• TEXT BLOCK:

Interview with CPCP’s Jeremy Sanders: "We don’t see ourselves as exceptionally brave or courageous."
When missionary trainees enroll at the Center for Pioneer Church Planting, 40% of the training is on-the-job. Trainees spend a significant amount of time getting hands-on experience in the field. Jeremy Sanders is a second year student at the CPCP who plans, eventually, to take to the gospel to remote villages in Papua New Guinea. Jeremy, his wife, Kandy, and 3 children recently returned from a trip to PNG, and we asked him a few questions about their experience.
RA: Give us a brief description of your recently completed trip, complete with where you went, who you went with, and what you were hoping to accomplish.
JS: Our family visited Goroka, Papua New Guinea to spend four weeks with the Sisson family in preparation for our move to Goroka at the end of 2013. Our whole family was able to go including my wife, Kandy, and our children, Sam, Olivia, and Everett. The primary goals for the trip were to gather information related to our upcoming move and to spend time getting to know our future teammates.
RA: What was one surprising thing you learned about PNG (the country)?
JS: I don’t think there was very much we learned intellectually that was surprising about PNG. We have been learning about PNG for several years and were well prepared for what we encountered. There is a difference between knowing something intellectually and knowing it experientially though. An example of this is the cost of living in PNG. We already knew that it was expensive but the experience of buying groceries and supplies for the month that we were there opened our eyes to just how expensive it is.
RA: On your blog (Sanders, Party of Five) you used the word “strange” to describe their culture. I’m guessing that is meant as a comparison to our culture here in the United States. What makes it “strange”?
JS: We used the word “strange” to try to express all that is experienced when you have always lived in a modern Western culture and you visit a developing culture that is torn between traditional tribal living and the encroachment of modern amenities.
Everything is different and yet there are many similarities. The villages around Goroka have traditional housing constructed using bush materials. This typically means a thatch roof with pit-pit grass for the walls and floor. Most of the men are subsistence farmers but work hard so they can afford school fees to send their children to high school or college.
The speed of life is much slower and if something isn’t available in town, you can’t exactly order it from Amazon. It just isn’t available. So in this whirlwind of technological advancement, you meet people who live in a bush house with no electricity and running water, but they have cell phones with real-time access to Facebook and Twitter. It creates a very unique culture different from the one we have lived in all of our lives.
RA: When you think of PNG (the country) what’s the first word that comes to your head?
JS: Because of the 820+ languages and so many of these are spoken in isolated groups of people.
RA: What will you be doing in PNG, eventually?
JS: There are two answers to that question. The short answer and the long answer.
The Short Answer – We will be church planting among an unreached people group with the goal of establishing a self-sustaining, self-led, self-theologizing, self-reproducing body of believers.

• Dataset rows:
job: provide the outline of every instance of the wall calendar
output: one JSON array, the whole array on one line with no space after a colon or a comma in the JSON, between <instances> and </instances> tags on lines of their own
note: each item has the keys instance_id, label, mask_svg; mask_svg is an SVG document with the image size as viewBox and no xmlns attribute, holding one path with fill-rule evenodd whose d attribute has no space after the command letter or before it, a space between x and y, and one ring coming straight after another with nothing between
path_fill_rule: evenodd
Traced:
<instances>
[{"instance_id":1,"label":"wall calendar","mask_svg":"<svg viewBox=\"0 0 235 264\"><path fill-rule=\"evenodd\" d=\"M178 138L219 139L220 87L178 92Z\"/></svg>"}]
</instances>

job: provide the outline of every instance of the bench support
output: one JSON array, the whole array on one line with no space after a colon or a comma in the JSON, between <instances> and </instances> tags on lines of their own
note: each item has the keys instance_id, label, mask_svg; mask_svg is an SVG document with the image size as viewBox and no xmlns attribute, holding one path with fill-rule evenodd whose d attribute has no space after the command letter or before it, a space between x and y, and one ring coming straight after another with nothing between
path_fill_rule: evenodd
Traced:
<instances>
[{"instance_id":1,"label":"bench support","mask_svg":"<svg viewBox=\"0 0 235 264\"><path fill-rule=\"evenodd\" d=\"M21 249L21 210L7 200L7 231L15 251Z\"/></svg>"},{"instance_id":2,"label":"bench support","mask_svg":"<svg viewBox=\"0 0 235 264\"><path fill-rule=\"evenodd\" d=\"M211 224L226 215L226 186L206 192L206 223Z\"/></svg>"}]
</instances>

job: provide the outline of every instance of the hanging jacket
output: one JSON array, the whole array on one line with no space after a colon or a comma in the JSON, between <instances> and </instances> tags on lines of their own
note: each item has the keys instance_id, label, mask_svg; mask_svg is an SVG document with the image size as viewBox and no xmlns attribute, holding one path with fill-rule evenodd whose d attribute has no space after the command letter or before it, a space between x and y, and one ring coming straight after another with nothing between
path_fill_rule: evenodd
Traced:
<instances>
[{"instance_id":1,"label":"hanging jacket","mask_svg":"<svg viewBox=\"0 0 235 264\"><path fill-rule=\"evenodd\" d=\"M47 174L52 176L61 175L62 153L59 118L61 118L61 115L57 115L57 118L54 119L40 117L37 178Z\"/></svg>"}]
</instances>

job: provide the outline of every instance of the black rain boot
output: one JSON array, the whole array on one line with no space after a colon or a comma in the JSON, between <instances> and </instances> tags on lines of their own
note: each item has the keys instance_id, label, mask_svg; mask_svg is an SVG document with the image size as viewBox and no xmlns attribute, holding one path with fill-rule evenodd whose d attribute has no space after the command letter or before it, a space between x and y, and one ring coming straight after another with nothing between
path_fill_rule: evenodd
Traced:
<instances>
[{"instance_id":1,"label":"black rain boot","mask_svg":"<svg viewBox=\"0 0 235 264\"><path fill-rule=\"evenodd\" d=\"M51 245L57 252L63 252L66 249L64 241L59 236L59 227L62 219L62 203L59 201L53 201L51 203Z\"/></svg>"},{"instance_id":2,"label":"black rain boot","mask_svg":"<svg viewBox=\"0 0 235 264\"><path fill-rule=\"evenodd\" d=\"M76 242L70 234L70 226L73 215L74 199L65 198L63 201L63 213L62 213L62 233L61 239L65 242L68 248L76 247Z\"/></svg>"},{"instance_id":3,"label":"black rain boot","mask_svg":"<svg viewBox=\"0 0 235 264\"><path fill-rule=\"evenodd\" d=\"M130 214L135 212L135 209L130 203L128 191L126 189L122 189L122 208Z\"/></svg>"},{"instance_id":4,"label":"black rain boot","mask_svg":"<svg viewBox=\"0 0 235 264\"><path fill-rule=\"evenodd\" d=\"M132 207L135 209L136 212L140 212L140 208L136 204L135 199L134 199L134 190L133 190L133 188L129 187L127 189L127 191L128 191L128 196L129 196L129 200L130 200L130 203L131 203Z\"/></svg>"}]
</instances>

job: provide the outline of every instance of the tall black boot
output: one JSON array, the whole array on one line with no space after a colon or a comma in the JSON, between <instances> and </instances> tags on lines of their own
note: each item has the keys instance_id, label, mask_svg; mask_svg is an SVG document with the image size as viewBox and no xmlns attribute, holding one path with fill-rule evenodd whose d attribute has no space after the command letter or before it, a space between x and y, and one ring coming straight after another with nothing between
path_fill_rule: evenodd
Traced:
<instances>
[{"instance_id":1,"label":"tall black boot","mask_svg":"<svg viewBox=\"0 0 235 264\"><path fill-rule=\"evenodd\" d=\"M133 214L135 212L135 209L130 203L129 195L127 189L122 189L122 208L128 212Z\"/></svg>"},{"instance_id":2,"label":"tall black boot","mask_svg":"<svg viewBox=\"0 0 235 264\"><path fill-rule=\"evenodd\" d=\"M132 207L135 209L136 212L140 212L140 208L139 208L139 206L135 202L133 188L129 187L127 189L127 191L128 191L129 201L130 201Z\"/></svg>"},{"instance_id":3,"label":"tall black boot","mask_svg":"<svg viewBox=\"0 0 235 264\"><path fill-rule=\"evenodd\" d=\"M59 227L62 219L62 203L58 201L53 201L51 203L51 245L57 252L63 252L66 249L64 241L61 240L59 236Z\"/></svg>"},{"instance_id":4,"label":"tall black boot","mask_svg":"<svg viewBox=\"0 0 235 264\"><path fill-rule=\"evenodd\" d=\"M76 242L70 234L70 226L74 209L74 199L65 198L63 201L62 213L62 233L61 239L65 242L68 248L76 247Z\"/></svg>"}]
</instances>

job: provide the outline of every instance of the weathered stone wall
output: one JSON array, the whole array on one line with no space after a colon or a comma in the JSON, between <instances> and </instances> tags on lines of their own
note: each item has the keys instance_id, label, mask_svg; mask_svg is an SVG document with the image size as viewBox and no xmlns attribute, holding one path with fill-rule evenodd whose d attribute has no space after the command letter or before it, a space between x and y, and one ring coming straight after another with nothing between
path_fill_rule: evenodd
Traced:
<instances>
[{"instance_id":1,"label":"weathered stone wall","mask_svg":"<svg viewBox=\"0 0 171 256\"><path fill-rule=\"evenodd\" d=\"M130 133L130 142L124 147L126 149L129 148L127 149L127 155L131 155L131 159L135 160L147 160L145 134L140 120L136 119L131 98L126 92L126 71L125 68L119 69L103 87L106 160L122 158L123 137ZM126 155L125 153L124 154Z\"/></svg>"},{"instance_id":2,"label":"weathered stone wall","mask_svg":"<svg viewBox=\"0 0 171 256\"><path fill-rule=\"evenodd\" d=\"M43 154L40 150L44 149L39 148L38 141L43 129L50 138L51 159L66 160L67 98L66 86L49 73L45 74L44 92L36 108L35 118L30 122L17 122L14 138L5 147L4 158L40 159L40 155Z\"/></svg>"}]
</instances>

• JOB A: Reproduce the passage of the interview with Jeremy Sanders from "JS: We used" up to and including "of modern amenities.".
• JOB B:
Answer these questions using the interview with Jeremy Sanders:
(i) What share of the training at the Center for Pioneer Church Planting is on-the-job?
(ii) How long did the Sanders family stay in Goroka with the Sisson family?
(iii) What is typically used for the walls and floor of traditional housing in the villages around Goroka?
• JOB C: Pick up the interview with Jeremy Sanders where it stops and continue it.

• WRITTEN ANSWER A:
JS: We used the word “strange” to try to express all that is experienced when you have always lived in a modern Western culture and you visit a developing culture that is torn between traditional tribal living and the encroachment of modern amenities.

• WRITTEN ANSWER B:
(i) 40%
(ii) Four weeks
(iii) Pit-pit grass

• WRITTEN ANSWER C:
The Long Answer – We have identified four goals for our first term:
- Our primary goal will be to learn the culture and language. We will start out attending the Pacific Orientation Course in Madang, PNG for 13 weeks.
- Alex and I will take trips to unreached areas to research the possibility of our team church planting in particular unreached people groups. Once an initial area is identified in which to start church planting, we will continue to visit other areas to help identify additional unreached areas for future teams coming to PNG.
- Part of To Every Tribes strategy in PNG involves working with the national pastors of New Life Mission. I will be spending time with these pastors learning culture and language from them.
- We will also be assisting with the project management and construction of the next house at the New Life Mission Station in Goroka where we will be living. This will be necessary to provide living quarters for the next missionary to join us in Goroka.
RA: What excites you the most about the possibility (probability) of living and serving in PNG?
JS: We are excited that God is involving our family in His plan to take the Gospel to people that do not know Him.
RA: Now that you’ve seen the layout of the land (so to speak) and have a feel for potential ministry opportunities, what do you think is your biggest challenge?
JS: At this point our biggest challenge is getting to PNG. Once there our biggest challenge will be learning the language and getting integrated into the culture. The next foreseeable challenge will be making contact with various peoples and identifying where it is we will be church planting. It’s hard to say which of those is the biggest challenge since at each step of the way the challenge looming in front of you is the biggest at that point in time.
RA: What did you learn about yourself on this trip?
JS: We learned that we could survive at the mission station in Goroka which will be our home for the next few years. Life was very manageable there. Kandy was able to learn how she could cook, shop, do laundry, and continue homeschooling. I learned that I need to be in top physical shape to be able to go on jungle patrols to remote villages. Most importantly we learned that we will have to be totally dependent on Christ and his mercy and grace for our work there to be fruitful. As missionaries we have to remind ourselves of the Gospel daily and above all stay close to Christ.
RA: Why would a *family* leave life here in the United States and go to PNG? Isn’t this kind of remote and risky ministry just for singles?
JS: Our family has been captivated by God’s story of redemption that is woven throughout the fabric of Scripture. As we have learned more about what He has done and is doing to bring about the salvation of people from every tribe and tongue and nation we have grown in our desire to be part of this effort on the front lines.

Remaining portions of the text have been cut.